Work required. Reproduce word for word the lines of the listing below, starting with the line that contains "Would you please pick out the white sofa" and going on through the line that contains "point(95, 357)", both included.

Supplied material.
++++++
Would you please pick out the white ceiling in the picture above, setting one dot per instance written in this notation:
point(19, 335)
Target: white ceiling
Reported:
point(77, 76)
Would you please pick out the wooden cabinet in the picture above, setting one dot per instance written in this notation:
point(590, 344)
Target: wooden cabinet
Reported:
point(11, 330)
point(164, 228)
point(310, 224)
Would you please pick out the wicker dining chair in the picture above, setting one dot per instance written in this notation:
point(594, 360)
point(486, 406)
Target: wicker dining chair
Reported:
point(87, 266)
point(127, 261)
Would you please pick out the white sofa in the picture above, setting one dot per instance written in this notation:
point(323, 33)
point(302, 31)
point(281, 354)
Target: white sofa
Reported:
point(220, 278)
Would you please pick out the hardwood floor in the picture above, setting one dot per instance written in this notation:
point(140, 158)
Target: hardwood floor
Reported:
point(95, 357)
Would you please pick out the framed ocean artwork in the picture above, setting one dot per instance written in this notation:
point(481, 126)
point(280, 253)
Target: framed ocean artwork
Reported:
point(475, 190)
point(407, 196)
++++++
Result for this exercise.
Would you please pick out the white sofa in the picture above, setting one dot per instance written in this notation:
point(323, 33)
point(302, 31)
point(281, 354)
Target: white sofa
Reported:
point(220, 278)
Would you please pick out the hardwood floor in the picture above, setting one dot per instance written in this notation:
point(140, 158)
Target: hardwood floor
Reported:
point(95, 357)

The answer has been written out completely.